## begin
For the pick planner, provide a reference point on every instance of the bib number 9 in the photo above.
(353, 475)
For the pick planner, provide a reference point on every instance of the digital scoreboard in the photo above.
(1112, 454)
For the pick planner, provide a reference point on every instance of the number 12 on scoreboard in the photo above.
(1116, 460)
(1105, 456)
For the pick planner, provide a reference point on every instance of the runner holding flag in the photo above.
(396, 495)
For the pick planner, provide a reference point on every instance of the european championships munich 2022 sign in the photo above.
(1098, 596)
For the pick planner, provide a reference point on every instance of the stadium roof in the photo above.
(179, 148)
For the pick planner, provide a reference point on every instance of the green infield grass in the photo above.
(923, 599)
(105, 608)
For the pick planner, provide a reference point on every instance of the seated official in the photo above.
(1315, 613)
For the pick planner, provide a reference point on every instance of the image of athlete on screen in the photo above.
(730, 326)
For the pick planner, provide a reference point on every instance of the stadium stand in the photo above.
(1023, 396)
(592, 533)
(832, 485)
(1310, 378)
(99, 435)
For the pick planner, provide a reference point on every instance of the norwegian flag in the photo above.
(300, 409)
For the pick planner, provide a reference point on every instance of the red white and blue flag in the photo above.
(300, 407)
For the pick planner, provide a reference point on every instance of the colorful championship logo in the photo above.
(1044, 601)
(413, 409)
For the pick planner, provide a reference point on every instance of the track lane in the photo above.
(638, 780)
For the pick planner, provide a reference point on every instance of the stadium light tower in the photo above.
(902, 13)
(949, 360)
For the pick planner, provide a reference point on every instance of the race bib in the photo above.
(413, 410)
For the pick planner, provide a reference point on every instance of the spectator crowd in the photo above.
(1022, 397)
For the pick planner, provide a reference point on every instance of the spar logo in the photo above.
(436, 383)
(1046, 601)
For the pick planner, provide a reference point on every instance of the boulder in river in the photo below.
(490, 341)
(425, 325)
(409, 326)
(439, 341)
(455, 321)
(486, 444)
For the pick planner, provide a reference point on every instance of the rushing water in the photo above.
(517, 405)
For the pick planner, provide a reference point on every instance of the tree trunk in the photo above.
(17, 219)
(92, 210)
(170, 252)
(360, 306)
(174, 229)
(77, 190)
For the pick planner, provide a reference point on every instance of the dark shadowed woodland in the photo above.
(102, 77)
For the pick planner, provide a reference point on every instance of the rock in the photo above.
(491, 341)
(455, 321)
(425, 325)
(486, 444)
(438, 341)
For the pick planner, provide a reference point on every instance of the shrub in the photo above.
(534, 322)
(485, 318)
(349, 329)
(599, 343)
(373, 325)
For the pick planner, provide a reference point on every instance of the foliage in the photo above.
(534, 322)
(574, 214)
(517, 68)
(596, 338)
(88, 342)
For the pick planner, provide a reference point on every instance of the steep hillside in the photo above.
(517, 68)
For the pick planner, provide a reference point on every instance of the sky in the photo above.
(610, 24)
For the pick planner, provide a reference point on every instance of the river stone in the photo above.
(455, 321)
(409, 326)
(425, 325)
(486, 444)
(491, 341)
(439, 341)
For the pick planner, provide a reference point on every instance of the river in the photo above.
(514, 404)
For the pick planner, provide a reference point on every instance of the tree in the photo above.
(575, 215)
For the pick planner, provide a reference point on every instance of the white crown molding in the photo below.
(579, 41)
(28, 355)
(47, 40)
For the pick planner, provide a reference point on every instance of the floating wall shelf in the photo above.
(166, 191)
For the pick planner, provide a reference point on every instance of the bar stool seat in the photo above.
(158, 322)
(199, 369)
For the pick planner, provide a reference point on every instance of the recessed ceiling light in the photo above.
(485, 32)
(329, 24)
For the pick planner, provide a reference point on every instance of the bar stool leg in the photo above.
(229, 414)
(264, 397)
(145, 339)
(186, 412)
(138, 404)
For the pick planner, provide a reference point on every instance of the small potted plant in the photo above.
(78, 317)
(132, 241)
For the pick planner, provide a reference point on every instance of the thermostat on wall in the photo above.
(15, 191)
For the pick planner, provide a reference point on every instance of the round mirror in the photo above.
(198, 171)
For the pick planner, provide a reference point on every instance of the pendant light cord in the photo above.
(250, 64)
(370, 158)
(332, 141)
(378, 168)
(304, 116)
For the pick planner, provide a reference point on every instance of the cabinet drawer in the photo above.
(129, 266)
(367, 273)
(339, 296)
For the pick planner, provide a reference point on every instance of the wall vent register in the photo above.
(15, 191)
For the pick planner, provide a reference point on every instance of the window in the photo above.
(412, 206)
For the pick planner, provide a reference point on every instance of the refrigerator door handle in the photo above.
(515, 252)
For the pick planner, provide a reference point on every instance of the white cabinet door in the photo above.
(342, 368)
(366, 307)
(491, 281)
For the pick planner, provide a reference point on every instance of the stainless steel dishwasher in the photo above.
## end
■ Request: Rewrite only the lines from the first line of the listing above through the line containing "(1112, 454)", keeping the requests and raising every coordinate in the answers by 88.

■ Reply:
For the pick planner, provide a reference point on every instance of the bib number 9 in the photo above.
(441, 563)
For the pick planner, provide a reference point on every instance of the digital scoreboard in the photo above.
(1200, 542)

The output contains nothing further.